出展:http://www.nakagawa-gofun.co.jp/img/img_visual_05.jpg
綺麗でしょ!!(^^)
人工か天然かにもよりますが、岩絵の具は基本的に本物の天然石を細かく砕いた粉です。
青い色の群青系は藍銅鉱、ラピスラズリを砕いた物、緑色の緑青系は孔雀石を砕いた物です。
言ってみれば日本画は、宝石で描かれたスピリチュアル溢れる絵画なのです。
ぜいたくぅ~~!!ヾ(≧▽≦)ノ
でもでも、そのままでは只のサラサラした粉。
水で溶いても和紙にくっつきません。
絵の具には展色材、メディウムが含まれていないと紙にくっつかないのです。
難しい言葉が出ましたが、超簡単に言えばネチネチした物が顔料に含まれていないとくっつかないのです。
例を挙げると…
油絵の具→油
アクリル絵の具→アクリルエマルジョン
水彩絵の具→アラビアゴム
テンペラ絵の具→卵白
こんな感じです。
では、日本画は何が展色材になるかと言うと、、、
出展:http://yukio-kondo.com/img/theory/pic04.jpg?1449493629
膠(にかわ)です。
日本人形や能面などの色付けに利用されたり、他にも金箔貼り、工芸での接着剤にも使われる日本の物作りには欠かせない物がこの膠なのです。
現代では一部の伝統的な物作りにしか使用されていないようですが、日本画ではいまだに膠を使うのが基本になっています。
牛の皮を煮詰めてドロドロにし、固めた物が膠なのですが、皮の種類、形状などで種類分けされているので、写真の様に沢山種類が有ります。
今回は写真で真ん中あたりに写っている細長い棒の様な形状の三千本膠(さんぜんぼんにかわ)の溶き方を実践してみましょう!(^^)
日本画では一番ポピュラーな物です。
①膠の用意
膠を一本用意します。
これからこの膠を湯煎して水に溶かしていきます。
良く言われる水と膠の配分は、水200ccに対して三千本膠2本。
三千本膠1本が大体10gなので、
100ccに10g
と覚えておけば問題ないでしょう。
ただし、これはあくまでも基本的な溶き方なので、作風や季節によって配分は変えなければなりません。
これは結構繊細かつ難しい内容なので、膠の濃度についてはまた改めて記事にしたいと思います。

* [データ欄]
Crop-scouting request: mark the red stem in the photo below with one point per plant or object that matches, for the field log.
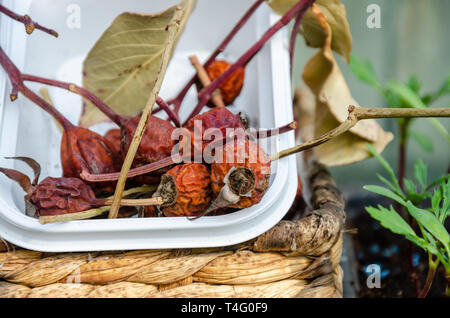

* [課題一覧]
a – 日本画の膠についての本文に照らして、次の各文が合っているかを「はい」か「いいえ」で答え、決め手となる本文の語句をそのまま引用してください。(i) 岩絵の具は基本的に天然石を細かく砕いた粉である。(ii) 緑青系の岩絵の具は藍銅鉱を砕いて作る。(iii) 水彩絵の具の展色材は卵白である。
b – 日本画の膠についての本文によると、膠は何をどうして作られますか。
c – 日本画の膠についての本文を、最後の文の後から書き継いでください。

* [課題ごとの解答]
a –
(i) はい。「岩絵の具は基本的に本物の天然石を細かく砕いた粉です」
(ii) いいえ。「緑色の緑青系は孔雀石を砕いた物です」
(iii) いいえ。「水彩絵の具→アラビアゴム」

b – 牛の皮を煮詰めてドロドロにし、固めて作られます。

c –
ここで取り敢えず言いたいことは、
10号以下の大きくない絵を描く場合は、あまり大量の膠を作っても使いきれないと言う事。
なので、本に書いてある通りの溶き方はしなくてもいいです。
ましてや、膠の保存期間は長くても冷蔵庫で3~5日間。
初心者や、あまりハイペースで絵を描かない方はまず少量作ってみてください。
今回は三千本膠を半分に折って5gとし、50ccの水に溶いていきます。
半分に折った所。
ご覧の様に、膠の角などはとても鋭利な上固いです。
そのまま手で折るとケガをしますので、折る場合はペンチで切断するかタオルでくるんで手で折る様にしてください。
この後水に溶かすので、画像の様に2~3㎝幅に折っておくと水が良く浸みて溶けるのが早いですよ。
容器は良く洗ったジャムの空き瓶などが膠の色もよく見えておススメ!!
②膠をふやかす
膠5gに対して50ccの水を入れました。
膠はとても固いので、この状態で湯煎に掛けてもなかなか溶けません。
なので、このまま冷蔵庫で2~3間寝かせてふやかします。
面倒ですが、描く少し前に用意をしておく癖を付けておきましょう。
”日本画家の朝は早い”(笑)
2~3時間付け置いた膠。
周りが柔らかくなっているのが確認できます。
あまり浸ける時間が長くなると粘着力が落ちるので長くても5時間以内が良いです。
③膠を湯煎で溶かす
膠は必ず湯煎で溶かしましょう。
直火はもっての他です。
湯煎の場合もあまりボコボコと沸騰させてはいけません。
なので、火力の弱い電熱器を使います。
膠は熱に弱く、高温で熱すると組織が破壊されて粘着力が落ちてしまうのです。
匙で膠を動かしながら、飴を溶かすように丁寧にゆっくり溶かしましょう。
ど~ですか?
めんどくさいでしょう??
しかも、まだ絵を描くための絵の具さえ作れていないと言う事実に愕然としながら、これからの長い制作時間の事などを頭に描き落ち込んで下さいネ☆(笑)(笑)
膠のかけらやダマが完全に無くなってトロリとしたら出来上がり!
これで君も日本画描きの招待状はGETだ!!(笑)
剣道で言えば、竹刀と防具を揃えた所かな。
いや、まてよ?入門の挨拶に来た所かな?(笑)
このとろみと色を体で覚えてゆくのが日本画。
慣れてくると天気や季節も考慮して、秤で計量する事無く濃度を決めれるようになります。
でも、しょーちん。もまだ駆け出しなのでちゃんと分量を秤で計ってますよ。
④膠を濾す(こす)
教則本などでは省かれている事も有るこの作業。
まぁ確かに近年では膠の制作工程での精度が上がり、昔ほど不純物も多くないのでいらんっちゃいらんのかもしれませんが、より質のよい膠を作るために是非やっておきましょう!
皿と茶こしを用意します。
茶こしは100均で売っているものでOK。
茶こしにティッシュを1枚敷き、先ほど作った膠を濾します。
膠はトロミがあるので一度で濾せる速度が遅いです。
いきなりタップリ注ぐと溢れるのでゆっくり。
きたきた!(^^)
精製された膠です。
品質保証!!(笑)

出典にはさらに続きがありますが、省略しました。